[Task details]
Give every line of the data below as a JSON list of strings, one string per line, with blank lines skipped and the pictures left out.
****
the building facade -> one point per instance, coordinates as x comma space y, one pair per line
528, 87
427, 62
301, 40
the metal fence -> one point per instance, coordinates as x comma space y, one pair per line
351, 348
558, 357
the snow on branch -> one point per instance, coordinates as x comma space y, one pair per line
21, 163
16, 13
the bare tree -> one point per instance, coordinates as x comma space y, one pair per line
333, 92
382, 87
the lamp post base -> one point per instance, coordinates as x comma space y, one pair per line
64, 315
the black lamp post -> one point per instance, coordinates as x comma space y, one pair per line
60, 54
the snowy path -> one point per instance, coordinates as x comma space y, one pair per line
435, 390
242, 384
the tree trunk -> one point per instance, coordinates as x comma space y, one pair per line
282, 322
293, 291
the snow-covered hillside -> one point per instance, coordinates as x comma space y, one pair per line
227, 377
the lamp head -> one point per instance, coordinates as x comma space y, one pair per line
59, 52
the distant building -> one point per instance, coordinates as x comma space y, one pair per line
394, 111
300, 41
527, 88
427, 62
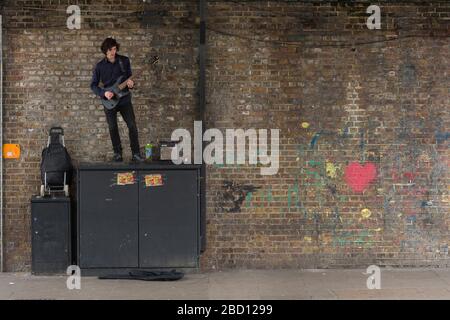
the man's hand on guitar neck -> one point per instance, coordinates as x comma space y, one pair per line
109, 95
130, 83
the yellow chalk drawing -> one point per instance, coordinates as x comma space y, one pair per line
331, 170
366, 213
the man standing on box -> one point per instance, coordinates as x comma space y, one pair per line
111, 70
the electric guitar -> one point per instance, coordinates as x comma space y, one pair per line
118, 87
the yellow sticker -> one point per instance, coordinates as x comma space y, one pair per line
331, 170
125, 178
153, 180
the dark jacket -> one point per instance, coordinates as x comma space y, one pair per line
108, 73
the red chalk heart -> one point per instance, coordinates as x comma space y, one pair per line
359, 177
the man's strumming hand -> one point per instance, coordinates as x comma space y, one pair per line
109, 95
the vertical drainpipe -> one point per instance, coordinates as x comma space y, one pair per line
1, 144
202, 109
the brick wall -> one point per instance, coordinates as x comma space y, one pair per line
347, 100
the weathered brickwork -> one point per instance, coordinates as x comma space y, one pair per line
363, 118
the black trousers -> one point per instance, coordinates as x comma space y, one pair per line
125, 107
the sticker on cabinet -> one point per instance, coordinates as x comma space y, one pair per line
153, 180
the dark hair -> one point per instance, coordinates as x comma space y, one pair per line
108, 43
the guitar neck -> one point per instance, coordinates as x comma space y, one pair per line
124, 84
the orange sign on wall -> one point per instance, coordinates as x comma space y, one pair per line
11, 151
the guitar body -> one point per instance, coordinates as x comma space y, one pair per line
118, 94
117, 88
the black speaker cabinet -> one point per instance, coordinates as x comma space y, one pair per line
50, 227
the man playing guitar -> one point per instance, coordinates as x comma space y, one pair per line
108, 71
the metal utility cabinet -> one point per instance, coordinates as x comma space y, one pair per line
143, 216
50, 228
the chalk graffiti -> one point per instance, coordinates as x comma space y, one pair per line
359, 177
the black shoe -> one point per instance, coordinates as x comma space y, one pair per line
137, 158
117, 157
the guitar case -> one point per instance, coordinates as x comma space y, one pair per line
56, 160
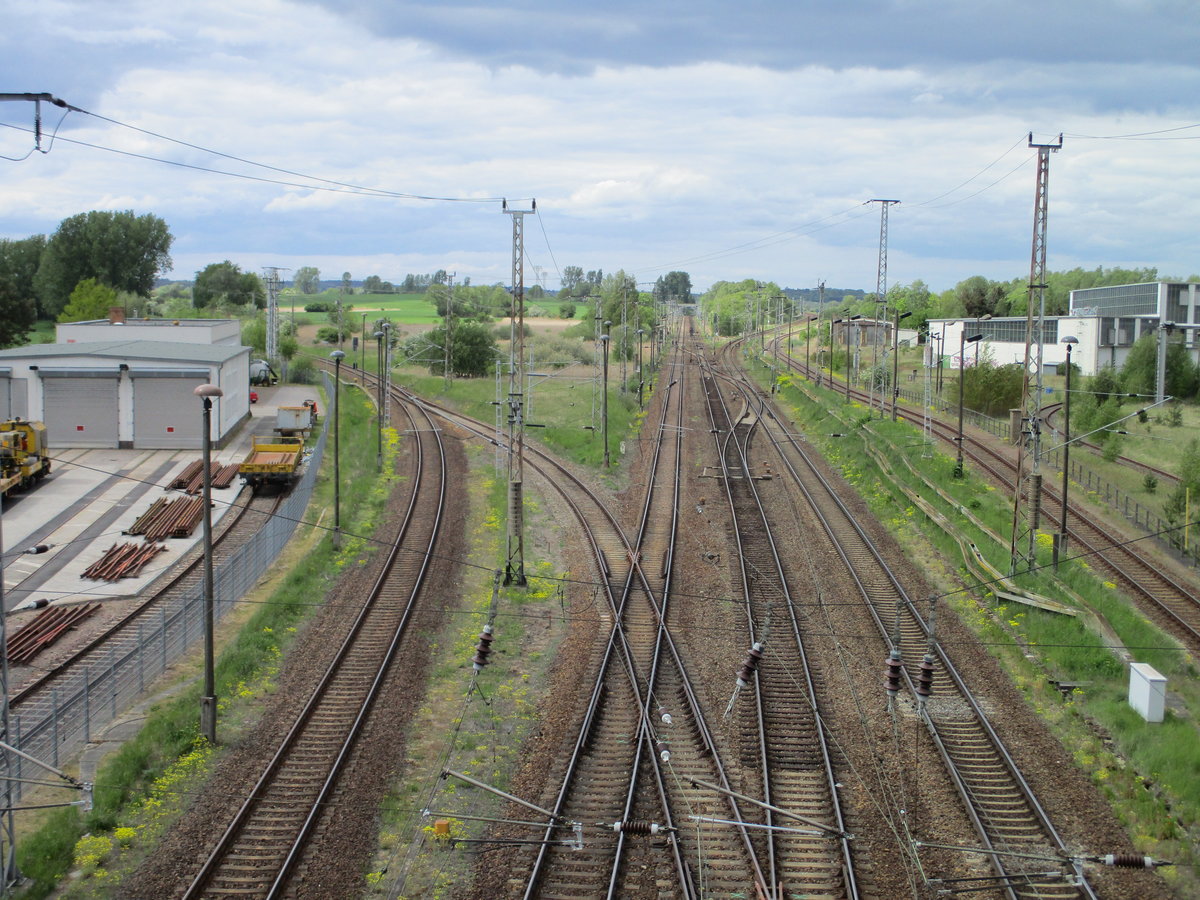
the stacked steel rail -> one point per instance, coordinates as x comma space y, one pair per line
1007, 816
269, 835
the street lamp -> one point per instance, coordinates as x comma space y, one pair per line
337, 357
379, 405
895, 361
209, 697
963, 351
604, 394
1060, 545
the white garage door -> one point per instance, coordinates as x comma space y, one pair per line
166, 413
81, 411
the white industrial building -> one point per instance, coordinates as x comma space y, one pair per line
1107, 322
129, 384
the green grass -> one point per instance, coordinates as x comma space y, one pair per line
562, 405
145, 784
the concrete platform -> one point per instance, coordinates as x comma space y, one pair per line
93, 496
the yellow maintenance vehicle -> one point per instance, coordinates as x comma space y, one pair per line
23, 460
273, 461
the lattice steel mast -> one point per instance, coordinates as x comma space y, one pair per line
514, 565
1026, 513
881, 303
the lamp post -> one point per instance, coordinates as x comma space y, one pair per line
379, 405
641, 382
895, 361
604, 393
337, 357
209, 697
1060, 545
963, 351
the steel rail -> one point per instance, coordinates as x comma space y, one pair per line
739, 437
424, 471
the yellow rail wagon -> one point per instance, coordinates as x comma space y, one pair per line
273, 461
23, 460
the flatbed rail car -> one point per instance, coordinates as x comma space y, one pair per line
273, 461
23, 460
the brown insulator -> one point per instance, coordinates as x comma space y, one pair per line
483, 648
892, 676
1131, 861
750, 666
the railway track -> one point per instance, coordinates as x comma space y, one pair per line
1008, 820
268, 840
640, 705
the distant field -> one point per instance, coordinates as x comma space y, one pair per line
403, 309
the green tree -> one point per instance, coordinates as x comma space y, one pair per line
226, 285
993, 389
18, 299
89, 300
673, 287
571, 277
253, 334
121, 250
307, 280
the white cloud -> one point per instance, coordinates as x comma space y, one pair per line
675, 156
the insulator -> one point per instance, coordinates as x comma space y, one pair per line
751, 664
483, 648
892, 676
636, 827
925, 678
1129, 861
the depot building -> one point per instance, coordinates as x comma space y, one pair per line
129, 384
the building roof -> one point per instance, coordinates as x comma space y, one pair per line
125, 351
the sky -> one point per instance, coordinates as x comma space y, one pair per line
729, 141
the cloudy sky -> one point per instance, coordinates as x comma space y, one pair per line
727, 139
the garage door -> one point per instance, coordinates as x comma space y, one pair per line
82, 411
166, 413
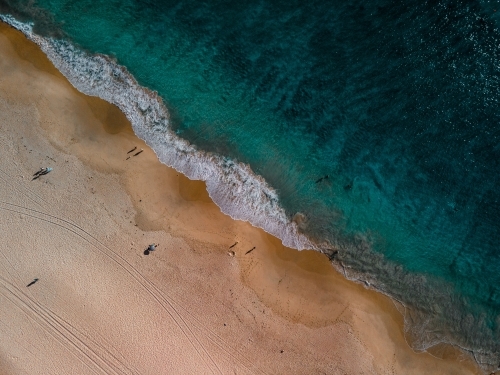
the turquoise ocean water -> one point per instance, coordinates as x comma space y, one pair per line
375, 125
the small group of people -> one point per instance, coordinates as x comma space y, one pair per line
151, 248
41, 172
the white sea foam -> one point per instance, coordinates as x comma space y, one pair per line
233, 186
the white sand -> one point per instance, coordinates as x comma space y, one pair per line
102, 306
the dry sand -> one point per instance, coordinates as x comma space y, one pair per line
102, 306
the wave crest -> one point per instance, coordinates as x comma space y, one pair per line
233, 186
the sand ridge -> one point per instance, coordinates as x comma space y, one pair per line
102, 306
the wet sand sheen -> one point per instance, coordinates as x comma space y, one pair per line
276, 297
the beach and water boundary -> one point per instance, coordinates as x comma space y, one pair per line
144, 111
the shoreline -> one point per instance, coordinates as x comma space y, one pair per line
278, 279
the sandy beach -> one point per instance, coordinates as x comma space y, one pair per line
195, 305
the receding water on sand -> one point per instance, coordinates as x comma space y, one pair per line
396, 103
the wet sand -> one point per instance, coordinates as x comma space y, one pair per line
193, 305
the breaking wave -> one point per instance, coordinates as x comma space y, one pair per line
243, 195
233, 186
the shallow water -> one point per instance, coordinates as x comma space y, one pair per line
397, 103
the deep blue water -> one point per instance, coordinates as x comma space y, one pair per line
395, 101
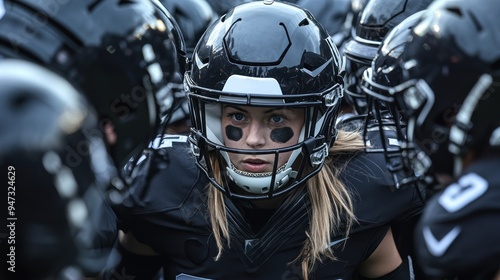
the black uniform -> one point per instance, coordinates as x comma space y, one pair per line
****
[Expected output]
[
  "the building facade -> one point per instance, coordinates as x comma space y, one pair per line",
  "528, 87",
  "427, 62",
  "301, 40",
  "the metal fence -> one point per instance, coordinates as x comma space y, one pair per line",
  "351, 348",
  "558, 357",
  "the snow on branch -> one point per instance, coordinates as x comma space y, one pair per line",
  "21, 163",
  "16, 13",
  "the bare tree -> one point per instance, coordinates as x comma space y, one pair per line",
  "333, 92",
  "382, 87",
  "the lamp post base -> one point per instance, coordinates as x comma space y, one pair per line",
  "64, 315",
  "the black lamp post -> one point per instance, coordinates as x comma space y, one pair per line",
  "60, 54",
  "the snowy path -> one point per instance, coordinates as x comma space y, one pair per line",
  "435, 390",
  "242, 384",
  "the tree trunk -> one point per instance, coordinates as x comma space y, one pair per line",
  "282, 322",
  "293, 291",
  "the snow-covered hillside -> one point per instance, coordinates as x comma space y, one pair per line",
  "227, 377",
  "the lamp head -> one point per instance, coordinates as x comma space y, one pair per line",
  "59, 52",
  "the distant building -> one point per instance, coordinates as x comma space y, one pair per line",
  "394, 111",
  "300, 41",
  "527, 88",
  "427, 62",
  "the man's hand on guitar neck -> one point per instance, coordinates as x comma space y, one pair per line",
  "109, 95",
  "130, 83",
  "the yellow chalk drawing -> one point per instance, coordinates as x comma space y, one pair per line",
  "331, 170",
  "366, 213",
  "the man standing on box -> one point per instance, coordinates as x comma space y, one pair per line",
  "111, 70",
  "the electric guitar -> one point per instance, coordinates as x comma space y, one pair per line",
  "118, 87",
  "the yellow sticker -> one point per instance, coordinates as x comma space y, one pair per line",
  "331, 170",
  "125, 178",
  "153, 180",
  "the dark jacket -> one point per instance, coordinates as x comma space y, one pair per line",
  "108, 73",
  "the red chalk heart -> one point per instance, coordinates as x comma space y, one pair per line",
  "359, 177",
  "the man's strumming hand -> one point per instance, coordinates as x comma space y, one pair per line",
  "109, 95",
  "the vertical drainpipe -> one point per instance, coordinates as x comma space y, one pair per line",
  "1, 144",
  "202, 109",
  "the brick wall -> one point per instance, coordinates as x comma space y, one pair per line",
  "347, 100",
  "the weathered brickwork -> one point per instance, coordinates as x comma space y, one pair per line",
  "363, 118",
  "the black trousers -> one point per instance, coordinates as x comma space y, one pair per line",
  "125, 107",
  "the sticker on cabinet -> one point per instance, coordinates as x comma space y, one pair per line",
  "153, 180",
  "the dark hair -> one point per instance, coordinates as x comma space y, one pair per line",
  "108, 43",
  "the guitar neck -> one point per instance, coordinates as x comma space y, one pair per line",
  "124, 84",
  "the orange sign on wall -> one point per instance, coordinates as x comma space y, one pair per line",
  "11, 151",
  "the guitar body -> one point per instance, coordinates as x comma space y, one pair per line",
  "118, 94",
  "117, 88",
  "the black speaker cabinet -> one point per instance, coordinates as x comma space y, one pair per line",
  "50, 227",
  "the man playing guitar -> one point per instance, coordinates as x comma space y, one pair per line",
  "108, 71",
  "the metal utility cabinet -> one point per instance, coordinates as x comma space y, one pair per line",
  "143, 216",
  "50, 228",
  "the chalk graffiti -> one point per instance, coordinates as x comma space y, one pair per line",
  "359, 177",
  "the black shoe -> one point per instance, coordinates as x comma space y, one pair per line",
  "137, 158",
  "117, 157",
  "the guitar case -> one point per instance, coordinates as x comma space y, one pair per line",
  "56, 160",
  "the stacked steel rail -> one point per instance, coordinates as x comma space y, one pair per line",
  "1007, 816",
  "269, 835",
  "the street lamp -> one point per instance, coordinates as x comma space y, one pair per line",
  "337, 357",
  "379, 405",
  "895, 361",
  "209, 697",
  "963, 351",
  "604, 394",
  "1060, 545",
  "the white garage door -> one point per instance, coordinates as x comma space y, one pair per line",
  "166, 413",
  "81, 411",
  "the white industrial building -> one point per instance, coordinates as x comma space y, one pair per line",
  "1107, 322",
  "129, 384",
  "the green grass -> one point per instance, coordinates as x comma space y, one pair per line",
  "562, 405",
  "145, 784",
  "the concrete platform -> one point per instance, coordinates as x comma space y, one pair per line",
  "93, 496",
  "the yellow maintenance vehicle -> one point per instance, coordinates as x comma space y, one pair per line",
  "23, 460",
  "273, 461",
  "the lattice steel mast -> one point per instance, coordinates as x comma space y, one pair per line",
  "514, 565",
  "1026, 513",
  "881, 303",
  "the lamp post -> one point per instance, coordinates as x comma space y, one pair per line",
  "379, 405",
  "641, 382",
  "895, 361",
  "604, 393",
  "337, 357",
  "209, 697",
  "1060, 545",
  "963, 351",
  "the steel rail -> one point per instance, coordinates as x comma space y, one pair per line",
  "739, 437",
  "424, 471",
  "the yellow rail wagon -> one point per instance, coordinates as x comma space y, one pair per line",
  "273, 461",
  "23, 460",
  "the flatbed rail car -> one point per instance, coordinates as x comma space y, one pair per line",
  "273, 461",
  "23, 460",
  "the brown insulator -> one point per instance, coordinates as x comma space y, one pair per line",
  "483, 648",
  "892, 676",
  "1131, 861",
  "750, 666",
  "the railway track -> one point per instance, coordinates as x comma space y, one pair per line",
  "1008, 820",
  "268, 840",
  "640, 705",
  "the distant field -> one point per instance, coordinates as x comma space y, one pair per line",
  "403, 309",
  "the green tree -> one point per instance, coordinates as x comma space y, one pair per line",
  "226, 285",
  "993, 389",
  "18, 299",
  "89, 300",
  "673, 287",
  "571, 277",
  "253, 334",
  "121, 250",
  "307, 280",
  "the white cloud -> one point per instance, coordinates as x comma space y, one pair per line",
  "675, 156",
  "the insulator -> one point per instance, coordinates as x comma space y, one pair per line",
  "751, 664",
  "483, 648",
  "892, 676",
  "636, 827",
  "925, 678",
  "1129, 861",
  "the depot building -> one point per instance, coordinates as x comma space y, one pair per line",
  "129, 384",
  "the building roof -> one point per instance, coordinates as x comma space y, one pair per line",
  "125, 351",
  "the sky -> one point per instance, coordinates as x comma space y, one pair per line",
  "729, 141",
  "the cloudy sky -> one point per instance, coordinates as x comma space y, one pair per line",
  "727, 139",
  "the garage door -> one point per instance, coordinates as x comma space y, one pair per line",
  "82, 411",
  "166, 413",
  "the turquoise ocean water -> one point per instance, coordinates as x comma space y, one pair per line",
  "375, 125",
  "the small group of people -> one point per instance, coordinates as x comma space y, one pair per line",
  "151, 248",
  "41, 172",
  "the white sea foam -> one point per instance, coordinates as x comma space y, one pair per line",
  "233, 186",
  "the white sand -> one point per instance, coordinates as x comma space y, one pair per line",
  "102, 306",
  "the dry sand -> one point per instance, coordinates as x comma space y, one pair per line",
  "102, 306",
  "the wave crest -> one point per instance, coordinates as x comma space y, one pair per line",
  "233, 186",
  "the sand ridge -> one point per instance, coordinates as x comma space y, one pair per line",
  "102, 306",
  "the wet sand sheen -> one point per instance, coordinates as x comma space y, one pair per line",
  "276, 297",
  "the beach and water boundary -> one point per instance, coordinates as x comma space y, one pair per line",
  "144, 111",
  "the shoreline -> one point per instance, coordinates as x comma space y, one pair per line",
  "278, 279",
  "the sandy beach -> one point per instance, coordinates as x comma space y, one pair per line",
  "195, 305",
  "the receding water on sand -> one point per instance, coordinates as x comma space y, one pair per line",
  "396, 103",
  "the wet sand -> one point per instance, coordinates as x comma space y, one pair per line",
  "193, 305",
  "the breaking wave -> one point per instance, coordinates as x comma space y, one pair per line",
  "243, 195",
  "233, 186",
  "the shallow water -> one point per instance, coordinates as x comma space y, one pair per line",
  "397, 103",
  "the deep blue water -> one point per instance, coordinates as x comma space y, one pair per line",
  "395, 101",
  "the black uniform -> one point per instance, coordinates as x comma space y, one pair per line"
]